— Text segment —
These investors are having a unique effect on markets.  There are so many retail dollars on the market that they are forcing some sectors of the market in a positive, misleading direction.  A study was conducted in Taiwan 50 Index on the relationship between price and volume.  The study concluded, “As for the trading volume at market open and close, the [Daily Trading Volume] (sic) have significantly positive effects on [Daily Stock Returns] (sic)”  ). (Huang, 2020) This proves that an increase in volume provides positive movement regarding price action.

Most retail investors are simply “trend trading”.  They can quickly toggle the length of the chart on the most popular novice trading app, Robinhood, and buy companies that they believe will bounce back based on the company’s chart.  Many retail investors are known to say something along the lines of, “If it was trading at price ‘A’ last month, it must return to this level.”  The sheer quantity of investing with this mindset has artificially forced prices up.  This provides a misleading message within markets.  The overall market is largely pushed more and more positive because of the increase in buying these stocks, many of which are penny stocks.  

If it were not for this surge in volume, markets probably would not be climbing to this extent, given the level of uncertainty.  Just one example of this occurred with Hertz.  In February, Hertz traded close to $20 per share.  Amid the pandemic, the companies’ bankruptcy forced the share price down to a mere penny stock.  The company spent most of its time since April trading in the $2-4 range.  Hertz recognized retail investors rushing to buy their stock amid the crash.  The price of their stock artificially (not driven by natural positive news/ earnings growth) doubled.  Buying Hertz stock amid bankruptcy is particularly foolish because in some cases the stock is worth $0.  Holding shares of common stock is the worst place to be in bankruptcy because the bond holders and creditors receive the company’s assets first, whereas equity holders are paid last, if there is anything left over.  Retail investors that buy ownership of a bankrupt company either have fundamental misconceptions of equities, or they place extremely preposterous confidence in the idea of the company not going entirely bankrupt. They decided to issue $500M to fund their bankruptcy due to the surge in volume from retail.  In other words, they used novice, uneducated investors money to pay off debt.  Wall Street Journal’s podcast describes, “Hertz, a bankrupt company was one of the best performing companies on Wall Street”.  This proves the façade that retail investors managed to create.  Hertz, along with several other fundamentally poor companies like Chesapeake Energy, led a charge of climbing charts.  The podcast details one specific trader who poured $50,000 into Hertz while standing in line at Starbucks.  

Retail is clearly contributing a significant amount of price movement in markets, creating a façade.  It appears that markets are signaling a recovering economy, when in reality the increased volume within markets provides increased returns.  The companies that are the most fundamentally depressed are the most attractive for these investors.  Some investors have no idea what they are buying, and simply trend trade.  Excess government stimulus certainly contributes to this camouflage, but there are other classifications of people such as gamblers who entered markets in hopes of chasing their lockdown-delayed thrill from casinos and sports betting.  Regardless of the person’s background, Main Street is having an unprecedented effect on the markets and it is contributing to false images of the economy.    

Works Cited:

Huang, Pao-Yu, et al. “The Microstructure of the Price-Volume Relationship of the Constituent Stocks of the Taiwan 50 Index.” Emerging Markets Finance & Trade, vol. 48, 2012, pp. 153–168., www.jstor.org/stable/41739223. Accessed 21 June 2020.

— The task —
According to the text on retail investors, what price was Hertz stock trading close to in February? The data that follows is separate from the text on retail investors.

— Supplied information —
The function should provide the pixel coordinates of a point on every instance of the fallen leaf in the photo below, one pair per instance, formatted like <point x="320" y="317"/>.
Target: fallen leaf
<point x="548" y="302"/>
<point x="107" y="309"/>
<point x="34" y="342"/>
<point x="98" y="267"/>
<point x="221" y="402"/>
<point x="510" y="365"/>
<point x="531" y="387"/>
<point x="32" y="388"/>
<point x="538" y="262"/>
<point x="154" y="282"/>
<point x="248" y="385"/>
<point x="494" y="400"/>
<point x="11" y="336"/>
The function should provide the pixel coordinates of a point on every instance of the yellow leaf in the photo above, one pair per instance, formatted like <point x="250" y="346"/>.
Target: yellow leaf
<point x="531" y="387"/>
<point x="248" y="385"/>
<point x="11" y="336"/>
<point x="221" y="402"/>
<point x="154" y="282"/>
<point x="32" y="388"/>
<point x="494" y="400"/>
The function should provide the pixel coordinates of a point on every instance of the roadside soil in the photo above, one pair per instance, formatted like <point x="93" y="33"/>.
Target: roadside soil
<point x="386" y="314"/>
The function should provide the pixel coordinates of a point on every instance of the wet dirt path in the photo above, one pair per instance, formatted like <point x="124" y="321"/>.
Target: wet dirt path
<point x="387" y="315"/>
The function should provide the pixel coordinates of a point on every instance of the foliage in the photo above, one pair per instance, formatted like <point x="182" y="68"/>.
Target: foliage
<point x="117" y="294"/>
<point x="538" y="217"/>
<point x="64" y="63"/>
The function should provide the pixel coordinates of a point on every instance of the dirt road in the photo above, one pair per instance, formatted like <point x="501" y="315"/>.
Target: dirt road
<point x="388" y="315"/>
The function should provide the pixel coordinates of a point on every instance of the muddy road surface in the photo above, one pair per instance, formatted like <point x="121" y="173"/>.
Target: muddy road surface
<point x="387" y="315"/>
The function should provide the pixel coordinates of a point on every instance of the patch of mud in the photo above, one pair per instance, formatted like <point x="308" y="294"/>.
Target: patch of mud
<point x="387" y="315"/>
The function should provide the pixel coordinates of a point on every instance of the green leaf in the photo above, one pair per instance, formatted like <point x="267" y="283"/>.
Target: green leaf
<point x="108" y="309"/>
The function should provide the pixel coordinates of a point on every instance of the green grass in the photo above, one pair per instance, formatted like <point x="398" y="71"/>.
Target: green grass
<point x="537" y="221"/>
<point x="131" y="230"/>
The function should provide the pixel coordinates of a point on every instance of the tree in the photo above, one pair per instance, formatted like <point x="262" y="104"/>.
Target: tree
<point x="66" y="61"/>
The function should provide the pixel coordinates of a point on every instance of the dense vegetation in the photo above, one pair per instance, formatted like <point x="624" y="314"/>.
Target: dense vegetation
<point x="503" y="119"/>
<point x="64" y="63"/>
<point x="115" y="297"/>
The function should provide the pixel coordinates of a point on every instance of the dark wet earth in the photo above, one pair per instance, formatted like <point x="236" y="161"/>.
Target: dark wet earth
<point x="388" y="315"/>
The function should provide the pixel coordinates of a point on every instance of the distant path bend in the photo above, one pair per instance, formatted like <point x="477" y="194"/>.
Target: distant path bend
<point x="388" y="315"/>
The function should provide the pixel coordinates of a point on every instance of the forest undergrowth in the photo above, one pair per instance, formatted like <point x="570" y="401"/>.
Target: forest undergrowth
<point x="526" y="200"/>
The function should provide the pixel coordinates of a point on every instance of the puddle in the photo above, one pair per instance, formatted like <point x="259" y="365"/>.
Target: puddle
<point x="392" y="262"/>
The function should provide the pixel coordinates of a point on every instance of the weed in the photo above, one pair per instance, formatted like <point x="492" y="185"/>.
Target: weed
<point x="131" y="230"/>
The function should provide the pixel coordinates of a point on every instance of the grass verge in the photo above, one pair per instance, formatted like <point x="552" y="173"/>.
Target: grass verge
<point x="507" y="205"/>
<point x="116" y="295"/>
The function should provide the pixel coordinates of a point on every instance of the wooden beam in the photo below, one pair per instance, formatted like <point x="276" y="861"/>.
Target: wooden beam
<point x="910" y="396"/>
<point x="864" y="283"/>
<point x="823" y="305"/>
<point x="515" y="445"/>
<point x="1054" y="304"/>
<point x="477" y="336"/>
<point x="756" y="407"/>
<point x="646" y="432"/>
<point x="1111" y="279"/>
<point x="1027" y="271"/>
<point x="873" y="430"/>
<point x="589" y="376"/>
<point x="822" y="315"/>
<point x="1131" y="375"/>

— Output for this exercise —
Close to $20 per share.